CONSIGNA A =>
Presenta como lista numerada los registros comprendidos entre la línea que contiene "backrest on this basis." y la línea que contiene "(1337, 310)", ambas incluidas. Deja fuera las líneas en blanco.

FRAGMENTO DEL TEXTO =>
'''

"La Ciudad
está sin gobierno… Tiene señalética pero no señales que digan que hay una razón
política que la conduce... Una ciudad sin un pensamiento urbano no es una ciudad... Digo que una ciudad es un equilibrio entre su orden demográfico, su
productividad de servicios y su democracia habitacional."
PÁGINA 12 – MARTES 16 DE JULIO DE 2013
Metrópolis
La vida se hizo penosa en la ciudad
de Buenos Aires. De agitada pasó a insultante. Una mirada de penuria puede
abarcarla según emprendamos ciertos recorridos tradicionales. Llegamos por
ómnibus a la terminal de Retiro. El itinerario inmediato ofrece a la vista una
suma de precariedades existenciales que no consiguen disimularse con los
grandes emprendimientos tecnológicos de los alrededores. Se ingresa a la Ciudad
por la mencionada vía de los ómnibus de media y larga distancia, y nos recibe
la Villa 31. Es una Ciudad completa, una metrópolis con callejuelas medievales
y fuerte especulación inmobiliaria capitalista. Una pobreza cuya savia vital es
el ingenio para la sobrevivencia. Pequeños cubos apilados de ladrillos que
parecen pegados con plastilina desafían la imaginación del viandante y su
propia noción de equilibrio físico, si no fuera porque se sabe que los
habitantes que construyen esos minibloques, apiladas cajitas de la existencia
menguada, son sus propios albañiles, bruñidos en el oficio latinoamericano de
construir periferias favelizadas. No es diferente en Río, Caracas o San Pablo.

'''

CONSIGNA B =>
Retoma el texto sobre Buenos Aires y prosíguelo a partir de su última oración.

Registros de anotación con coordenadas
'''

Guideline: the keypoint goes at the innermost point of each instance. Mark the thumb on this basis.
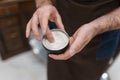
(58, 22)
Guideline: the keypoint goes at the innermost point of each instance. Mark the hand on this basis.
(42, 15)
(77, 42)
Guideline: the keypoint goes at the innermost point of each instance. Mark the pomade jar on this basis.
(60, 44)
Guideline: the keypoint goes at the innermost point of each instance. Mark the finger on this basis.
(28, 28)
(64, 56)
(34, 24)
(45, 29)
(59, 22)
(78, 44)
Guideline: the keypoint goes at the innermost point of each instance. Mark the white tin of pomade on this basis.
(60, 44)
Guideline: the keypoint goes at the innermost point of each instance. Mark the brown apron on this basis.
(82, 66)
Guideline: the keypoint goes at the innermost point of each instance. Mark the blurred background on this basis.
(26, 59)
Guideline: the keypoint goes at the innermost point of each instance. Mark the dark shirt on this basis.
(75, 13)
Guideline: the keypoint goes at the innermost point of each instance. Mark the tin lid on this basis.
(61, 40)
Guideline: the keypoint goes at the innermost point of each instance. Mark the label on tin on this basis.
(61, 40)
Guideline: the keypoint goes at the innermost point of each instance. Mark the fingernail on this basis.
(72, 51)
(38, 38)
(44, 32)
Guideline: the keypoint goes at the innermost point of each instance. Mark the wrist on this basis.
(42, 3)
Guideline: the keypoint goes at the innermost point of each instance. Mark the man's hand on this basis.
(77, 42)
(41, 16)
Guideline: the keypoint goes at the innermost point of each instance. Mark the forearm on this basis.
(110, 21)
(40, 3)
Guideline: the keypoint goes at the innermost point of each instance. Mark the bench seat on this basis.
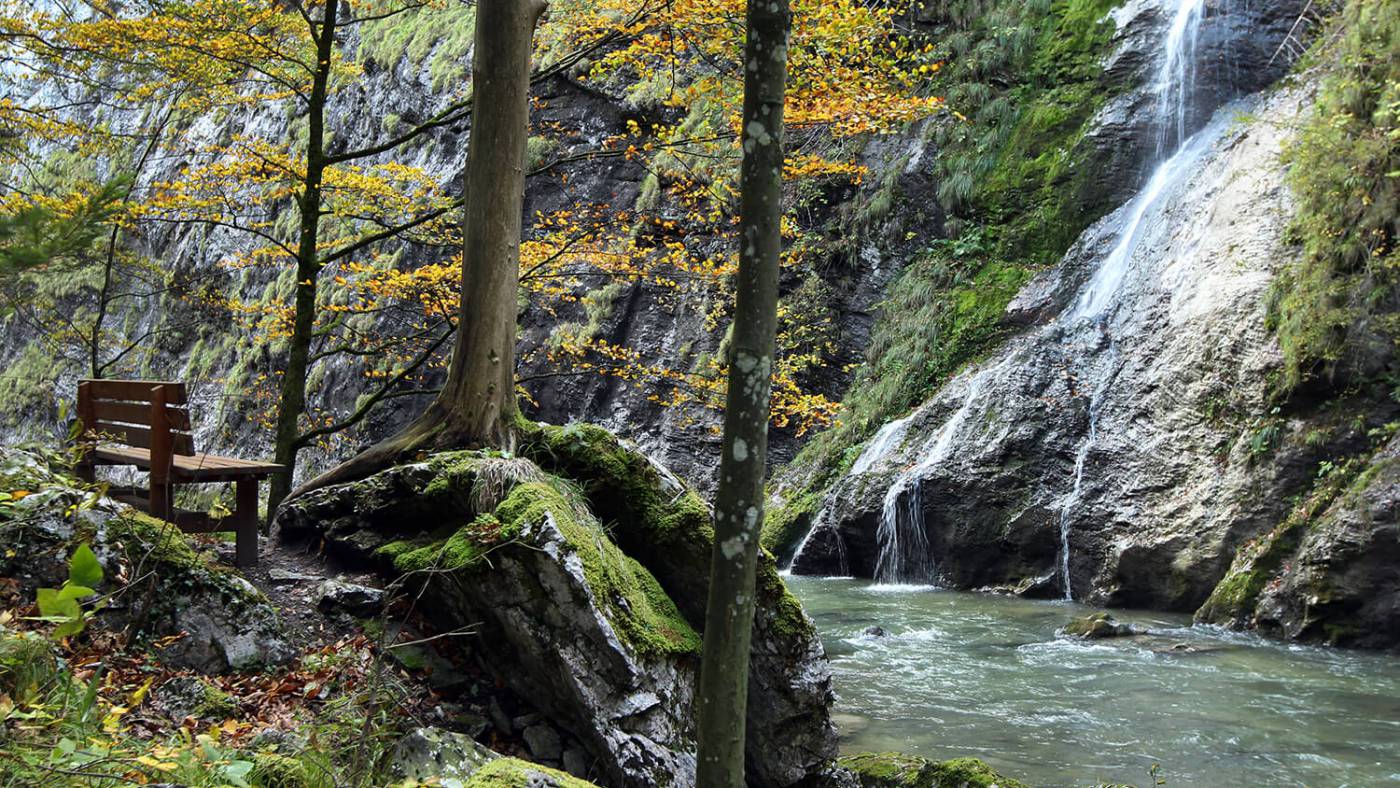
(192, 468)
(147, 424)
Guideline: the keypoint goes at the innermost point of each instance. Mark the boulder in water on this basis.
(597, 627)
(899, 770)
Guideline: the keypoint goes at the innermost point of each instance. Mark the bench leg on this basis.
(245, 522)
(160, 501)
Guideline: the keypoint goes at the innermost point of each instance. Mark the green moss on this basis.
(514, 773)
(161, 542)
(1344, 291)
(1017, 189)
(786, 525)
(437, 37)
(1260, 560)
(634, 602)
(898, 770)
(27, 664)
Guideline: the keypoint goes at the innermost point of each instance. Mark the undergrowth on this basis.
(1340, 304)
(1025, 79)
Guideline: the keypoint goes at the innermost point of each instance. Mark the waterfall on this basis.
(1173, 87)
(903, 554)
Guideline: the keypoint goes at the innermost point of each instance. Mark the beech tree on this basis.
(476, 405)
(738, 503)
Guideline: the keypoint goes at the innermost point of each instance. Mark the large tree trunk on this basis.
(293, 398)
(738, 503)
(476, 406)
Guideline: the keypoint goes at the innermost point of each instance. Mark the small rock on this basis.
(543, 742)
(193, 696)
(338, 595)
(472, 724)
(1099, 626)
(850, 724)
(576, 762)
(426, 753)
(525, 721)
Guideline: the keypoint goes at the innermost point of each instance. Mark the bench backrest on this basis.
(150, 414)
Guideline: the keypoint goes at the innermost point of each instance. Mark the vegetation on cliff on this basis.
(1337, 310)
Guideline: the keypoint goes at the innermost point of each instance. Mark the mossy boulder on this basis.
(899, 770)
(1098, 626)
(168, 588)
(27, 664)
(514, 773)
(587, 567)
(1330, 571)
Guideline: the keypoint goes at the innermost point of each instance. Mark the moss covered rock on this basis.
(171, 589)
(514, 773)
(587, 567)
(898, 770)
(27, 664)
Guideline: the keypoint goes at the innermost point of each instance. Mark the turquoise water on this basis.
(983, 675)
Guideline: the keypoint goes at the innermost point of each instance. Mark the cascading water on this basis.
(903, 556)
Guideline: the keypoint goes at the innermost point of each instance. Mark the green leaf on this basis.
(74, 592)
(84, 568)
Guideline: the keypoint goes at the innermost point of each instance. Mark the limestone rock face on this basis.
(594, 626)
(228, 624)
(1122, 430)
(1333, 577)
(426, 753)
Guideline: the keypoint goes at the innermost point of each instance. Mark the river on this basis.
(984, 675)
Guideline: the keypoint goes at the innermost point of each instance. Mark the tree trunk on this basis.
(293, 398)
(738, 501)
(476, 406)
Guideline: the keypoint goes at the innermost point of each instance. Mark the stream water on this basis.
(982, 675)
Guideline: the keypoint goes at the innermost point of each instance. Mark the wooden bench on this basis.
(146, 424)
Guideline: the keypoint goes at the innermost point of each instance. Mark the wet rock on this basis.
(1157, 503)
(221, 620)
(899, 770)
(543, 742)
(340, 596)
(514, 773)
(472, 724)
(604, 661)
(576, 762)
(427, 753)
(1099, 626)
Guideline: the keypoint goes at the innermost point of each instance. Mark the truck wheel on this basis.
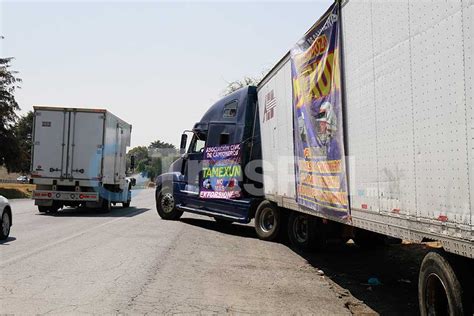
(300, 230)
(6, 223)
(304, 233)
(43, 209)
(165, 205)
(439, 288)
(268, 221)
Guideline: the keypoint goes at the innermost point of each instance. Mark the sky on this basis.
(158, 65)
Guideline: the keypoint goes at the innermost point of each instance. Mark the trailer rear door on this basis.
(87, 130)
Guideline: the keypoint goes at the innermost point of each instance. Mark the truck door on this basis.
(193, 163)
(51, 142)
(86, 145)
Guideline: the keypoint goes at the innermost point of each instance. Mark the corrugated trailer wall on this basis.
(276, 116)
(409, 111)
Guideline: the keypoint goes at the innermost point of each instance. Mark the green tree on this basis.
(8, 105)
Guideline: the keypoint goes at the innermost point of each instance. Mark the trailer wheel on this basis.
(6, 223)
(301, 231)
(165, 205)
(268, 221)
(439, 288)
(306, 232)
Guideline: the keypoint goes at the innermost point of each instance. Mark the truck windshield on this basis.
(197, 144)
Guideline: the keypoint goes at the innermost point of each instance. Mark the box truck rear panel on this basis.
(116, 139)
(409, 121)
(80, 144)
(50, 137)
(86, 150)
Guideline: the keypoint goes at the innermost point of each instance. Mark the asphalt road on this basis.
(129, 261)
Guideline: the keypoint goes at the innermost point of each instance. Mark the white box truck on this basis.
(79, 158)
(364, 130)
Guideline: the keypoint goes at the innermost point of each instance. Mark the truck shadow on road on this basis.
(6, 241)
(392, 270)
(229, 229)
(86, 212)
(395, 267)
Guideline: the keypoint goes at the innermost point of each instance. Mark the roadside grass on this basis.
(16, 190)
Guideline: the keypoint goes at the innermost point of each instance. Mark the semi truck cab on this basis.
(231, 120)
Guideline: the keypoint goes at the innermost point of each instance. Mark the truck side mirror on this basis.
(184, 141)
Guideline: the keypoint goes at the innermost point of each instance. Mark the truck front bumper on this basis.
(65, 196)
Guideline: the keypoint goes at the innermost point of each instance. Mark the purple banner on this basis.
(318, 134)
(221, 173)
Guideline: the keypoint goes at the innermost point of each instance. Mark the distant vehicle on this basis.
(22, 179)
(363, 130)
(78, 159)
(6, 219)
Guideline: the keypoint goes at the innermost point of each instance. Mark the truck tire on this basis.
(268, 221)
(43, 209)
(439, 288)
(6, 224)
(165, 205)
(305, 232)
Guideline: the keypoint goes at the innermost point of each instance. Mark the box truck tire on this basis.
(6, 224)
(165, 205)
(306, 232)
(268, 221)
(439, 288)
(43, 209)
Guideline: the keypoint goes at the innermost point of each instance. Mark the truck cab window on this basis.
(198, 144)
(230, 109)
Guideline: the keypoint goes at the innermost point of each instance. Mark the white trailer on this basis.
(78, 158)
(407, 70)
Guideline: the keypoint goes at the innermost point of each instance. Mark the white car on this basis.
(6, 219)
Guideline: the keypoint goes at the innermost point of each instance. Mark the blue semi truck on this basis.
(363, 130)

'''
'''

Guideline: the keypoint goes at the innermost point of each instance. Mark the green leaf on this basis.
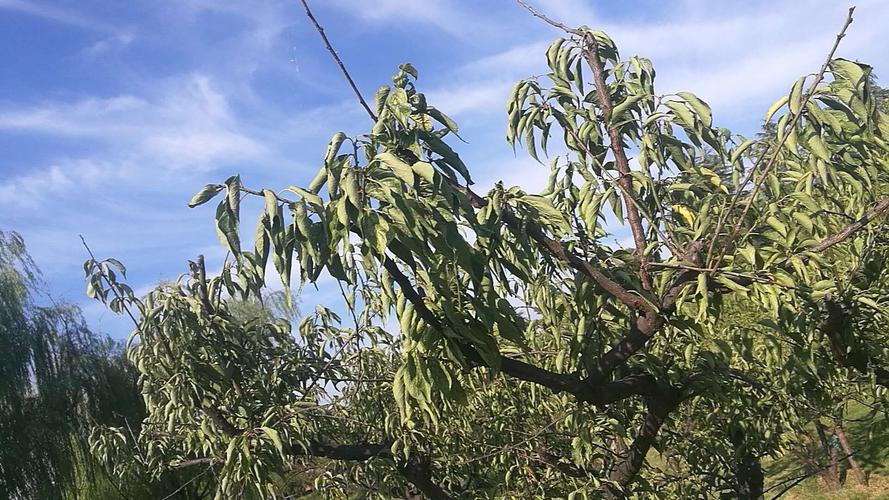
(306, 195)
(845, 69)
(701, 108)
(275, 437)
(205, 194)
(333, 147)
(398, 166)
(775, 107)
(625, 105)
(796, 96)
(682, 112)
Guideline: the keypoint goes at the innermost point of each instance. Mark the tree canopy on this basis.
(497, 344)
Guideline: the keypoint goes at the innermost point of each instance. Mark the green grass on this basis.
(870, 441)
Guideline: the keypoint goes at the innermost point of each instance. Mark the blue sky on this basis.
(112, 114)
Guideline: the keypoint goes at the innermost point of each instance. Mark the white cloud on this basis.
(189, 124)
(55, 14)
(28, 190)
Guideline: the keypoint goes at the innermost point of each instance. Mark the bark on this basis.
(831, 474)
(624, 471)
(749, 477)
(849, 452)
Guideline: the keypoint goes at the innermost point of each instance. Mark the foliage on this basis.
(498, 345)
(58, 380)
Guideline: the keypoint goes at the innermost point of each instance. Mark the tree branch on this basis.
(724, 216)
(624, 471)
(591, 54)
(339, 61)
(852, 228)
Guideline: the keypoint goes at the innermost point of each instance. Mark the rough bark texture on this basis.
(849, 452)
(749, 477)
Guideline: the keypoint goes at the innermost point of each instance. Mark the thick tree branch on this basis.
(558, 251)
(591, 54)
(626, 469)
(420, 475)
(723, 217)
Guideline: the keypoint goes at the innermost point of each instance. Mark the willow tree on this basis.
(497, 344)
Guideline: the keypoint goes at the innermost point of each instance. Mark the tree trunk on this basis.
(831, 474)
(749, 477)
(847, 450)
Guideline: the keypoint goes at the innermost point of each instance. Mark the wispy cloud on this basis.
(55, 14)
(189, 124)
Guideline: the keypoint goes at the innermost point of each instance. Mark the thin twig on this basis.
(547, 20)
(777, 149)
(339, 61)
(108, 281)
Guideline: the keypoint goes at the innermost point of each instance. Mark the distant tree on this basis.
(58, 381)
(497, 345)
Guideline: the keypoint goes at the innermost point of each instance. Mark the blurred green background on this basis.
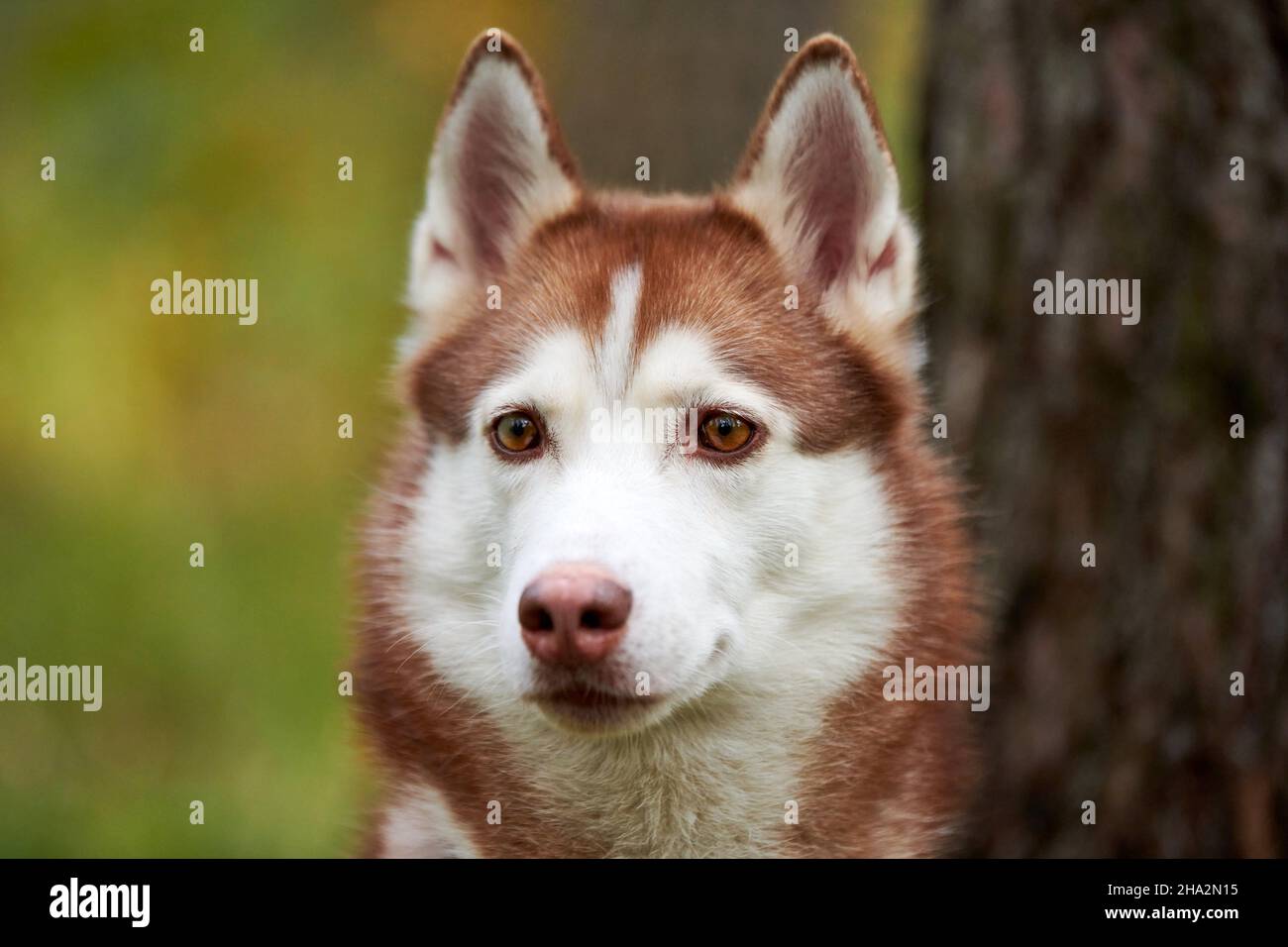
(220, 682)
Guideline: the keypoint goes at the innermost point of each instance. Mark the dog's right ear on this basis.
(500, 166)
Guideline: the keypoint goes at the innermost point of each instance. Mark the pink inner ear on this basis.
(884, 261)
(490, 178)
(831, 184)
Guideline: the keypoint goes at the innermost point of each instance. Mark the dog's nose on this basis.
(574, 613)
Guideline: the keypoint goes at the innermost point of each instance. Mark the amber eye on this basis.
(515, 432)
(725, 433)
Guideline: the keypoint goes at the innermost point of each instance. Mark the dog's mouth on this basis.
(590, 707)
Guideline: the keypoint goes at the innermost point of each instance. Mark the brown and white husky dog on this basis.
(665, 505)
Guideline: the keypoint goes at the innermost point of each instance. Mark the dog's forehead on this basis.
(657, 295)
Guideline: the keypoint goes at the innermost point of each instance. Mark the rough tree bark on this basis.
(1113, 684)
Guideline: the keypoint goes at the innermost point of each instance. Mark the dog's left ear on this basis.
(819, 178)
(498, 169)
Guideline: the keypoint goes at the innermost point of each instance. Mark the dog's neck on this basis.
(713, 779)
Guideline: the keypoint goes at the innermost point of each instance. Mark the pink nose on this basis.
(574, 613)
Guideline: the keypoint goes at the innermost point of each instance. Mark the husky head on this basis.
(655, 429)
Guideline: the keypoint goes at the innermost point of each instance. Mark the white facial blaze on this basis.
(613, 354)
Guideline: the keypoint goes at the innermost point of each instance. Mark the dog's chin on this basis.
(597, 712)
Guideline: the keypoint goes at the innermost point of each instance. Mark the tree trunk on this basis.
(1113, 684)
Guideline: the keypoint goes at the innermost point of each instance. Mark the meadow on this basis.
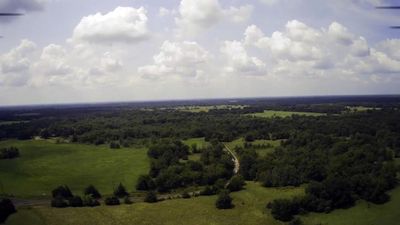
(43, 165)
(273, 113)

'''

RESPUESTA A =>
1. Guideline: the keypoint goes at the innermost point of each instance. Mark the bench backrest on this basis.
2. (150, 414)
3. Guideline: the keypoint goes at the innermost point of each instance. Mark the vegetation on cliff on this basis.
4. (1337, 310)

RESPUESTA B =>
Varían en esos asentamientos las tradiciones generacionales, los flujos de
llegada, el tipo de organización, el trabajo social de entidades públicas y la
existencia de cadenas de ilegalidad en el comercio de variedad de elixires y
pócimas asociadas tanto con el placer como con el peligro, con los paraísos
artificiales como con la violencia. La palabra eufemística “grupos organizados”
no permite, sin embargo, desconocer la forma clásica de injusticia que allí
habita: es la del trabajador vilipendiado, sometido al goteo de masacres
cotidianas alojadas en los poros de una sociedad entera, sobre la que se
recortan esos frágiles rascacielos de hojalata. Ha pasado más de medio siglo
desde que Bernardo Verbitsky escribió Villa Miseria también es América. La
expresión suena ahora ingenua, la pobreza clásica se hizo cartonera, se la
vistió de uniforme, salió de la ciudad oculta como la forma más descalificada
del acto laboral, al mismo tiempo que una resignación ya establecida la
convertía en un enclave visible pero en verdad nunca totalmente visto en su
desesperanza.
Las villas miserias
son metáforas vivas de la ciudad real, el otro polo de la Argirópolis de
Sarmiento, pero con su civilización en estado de lucha, fundada en la mera
mostración de cómo la erosiona la explotación vil y cómo succiona una
ilegalidad que sería seductora si no fuese indicio del modo en que también son
golpeadas las vidas, infamadas por la propia ciudad marginal, que construyen
sobre las huellas de la ciudad real. Una metrópolis de juguete cuyo reborde
trágico aún memora en último estertor de la vida del padre Mugica. Ellos son la
ciudad utópica, nuestra paraguayeidad y bolivianidad latinoamericanas dentro de
una “metrópolis” que dista cada vez más de la polis democrática que debe
recibir este nombre. El tango fue refutado: no reina del plata; la etimología
griega también: no ciudad madre de ciudades. Son contrapuntos que le son a
Puerto Madero como el capitalismo villero urbano le es al capitalismo urbano
suntuoso.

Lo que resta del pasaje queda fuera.